** start Given text **

A couple weeks ago, people in the UK observed Remembrance Sunday paying tributes to the armed forces personnel who sacrificed their lives in the line of  service.  People from all walks of life came forward to commemorate the bravery of  soldiers  in various ways. There were  donations collected in different forms , the most visible of them being the Web site making the ‘poppy appeal’  and of  course, the sale of poppies on the roads. You would have seen  many people in London and other cities wearing and flaunting these poppies proudly, to show their support to the Royal British Legion. The poppy appeal  program is a massive hit, garnering generous amounts of funds, besides all the attention. I wish to take the poppy appeal case as a success s story to elaborate my case about persuasion and behavior change.

    

Will do -> Want to do + can do

Let us consider a case when somebody comes and asks you to donate funds for the cause of soldiers. How many people will  donate  the money? Notice that some people do want  to donate, because it is serving the noble  cause  of  helping the defence services personnel, albeit  in a small way. But not always do you find that all these motivated people can actually give.  So, it is not enough to want to give funds, but  most importantly, people should also have the ability to donate amounts. Great, so you found some people who want to and also who can donate. Is the job done? Not exactly. They need to be asked, reminded and provided with ways to  donate . These are all the various triggers  used to facilitate these motivated and able people to take the step and donate the amounts. Then and only then, would the motivated and able people come forward to donate.

** end Given text **

- Parts of the exercise
1. Can you spot every line in the records containing the word "background" and copy each of those lines out? Case counts.
2. Could you carry on the passage above about the poppy appeal and persuasion, picking up right after its final sentence?

** start Entries shown **

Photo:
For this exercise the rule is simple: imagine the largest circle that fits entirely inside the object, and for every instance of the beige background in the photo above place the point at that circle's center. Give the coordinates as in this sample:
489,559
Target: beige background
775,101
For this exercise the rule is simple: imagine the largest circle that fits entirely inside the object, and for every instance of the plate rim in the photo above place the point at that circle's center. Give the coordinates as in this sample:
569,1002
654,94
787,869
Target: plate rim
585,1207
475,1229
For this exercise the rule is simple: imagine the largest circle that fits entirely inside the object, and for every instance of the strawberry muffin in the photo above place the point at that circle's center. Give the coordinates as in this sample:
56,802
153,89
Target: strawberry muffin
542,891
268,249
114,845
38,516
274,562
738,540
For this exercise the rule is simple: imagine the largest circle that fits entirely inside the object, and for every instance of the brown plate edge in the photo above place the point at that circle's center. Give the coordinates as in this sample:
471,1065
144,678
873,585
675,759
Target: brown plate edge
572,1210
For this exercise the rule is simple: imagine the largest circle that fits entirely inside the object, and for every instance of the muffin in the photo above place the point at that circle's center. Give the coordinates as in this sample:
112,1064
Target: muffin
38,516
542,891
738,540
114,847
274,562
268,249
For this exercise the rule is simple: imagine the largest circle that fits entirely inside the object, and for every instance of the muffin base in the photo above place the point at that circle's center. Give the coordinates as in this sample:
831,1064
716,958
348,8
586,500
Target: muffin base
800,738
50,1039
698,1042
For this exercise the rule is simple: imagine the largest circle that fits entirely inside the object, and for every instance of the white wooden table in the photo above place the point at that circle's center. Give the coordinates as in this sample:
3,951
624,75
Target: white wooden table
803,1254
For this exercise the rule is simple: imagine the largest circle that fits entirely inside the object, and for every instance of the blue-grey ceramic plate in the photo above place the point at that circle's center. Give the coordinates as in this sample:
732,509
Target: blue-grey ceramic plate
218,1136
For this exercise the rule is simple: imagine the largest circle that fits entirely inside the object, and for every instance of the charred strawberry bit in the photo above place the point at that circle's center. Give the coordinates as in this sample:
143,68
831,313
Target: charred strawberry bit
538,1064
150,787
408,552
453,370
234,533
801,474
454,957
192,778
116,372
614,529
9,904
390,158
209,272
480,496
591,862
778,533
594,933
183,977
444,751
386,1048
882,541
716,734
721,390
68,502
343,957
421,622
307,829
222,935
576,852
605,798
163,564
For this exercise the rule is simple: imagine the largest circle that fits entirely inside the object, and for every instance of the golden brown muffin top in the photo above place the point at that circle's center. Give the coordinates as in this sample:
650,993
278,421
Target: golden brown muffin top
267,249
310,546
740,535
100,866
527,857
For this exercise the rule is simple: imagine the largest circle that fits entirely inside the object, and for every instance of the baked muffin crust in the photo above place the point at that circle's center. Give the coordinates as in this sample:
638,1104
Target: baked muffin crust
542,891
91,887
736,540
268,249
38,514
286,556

** end Entries shown **

- Answers by task
1.
For this exercise the rule is simple: imagine the largest circle that fits entirely inside the object, and for every instance of the beige background in the photo above place the point at that circle's center. Give the coordinates as in this sample:
Target: beige background

2.
Fogg Behavior Model (FBM)

So, from the above example, let us try and generalize this  using the Behavior Model proposed by Prof. B.J.Fogg, Director of Persuasive Technologies Lab, Stanford University. You would have understood that people will do a task, not only when they  are motivated but also when they have the  ability.  In other words, the first step in the process of behavior change is to identify those people who have high motivation.  The next step is to simplify the task or  process, or to increase their ability to do the task.

However, it does not always happen that these people actually do the tasks, until they are triggered with the right call to action. These triggers have to be placed on the journeys or paths of these people,  at the right time, in the right place and with the right visibility. That’s the secret  behind many successful products and services, which have been able to bring about a behavior change  in their users.

Change is in the air – Lean & agile

You  would have seen that this persuasion and behavior modeling is all about change, but change of a different kind.  Organizations and products have been trying to induce the behavior change in the people.  The beauty of this model is that it perfectly aligns with the spirit of other successful contemporary models for change management . These include  but not limited to Agile product development and lean startup. All these models and schools of thought have an almost similar ideology. Agile product development is about identifying and responding and managing changes with the right people, tools and techniques. Lean startup embraces the philosophy of doing something in a small way leading up to a gradual and sustainable growth model.  The behavior model encompassing behavior  modeling, behavior change and persuasive design combines the best practices from psychology, change management, design and product  engineering areas.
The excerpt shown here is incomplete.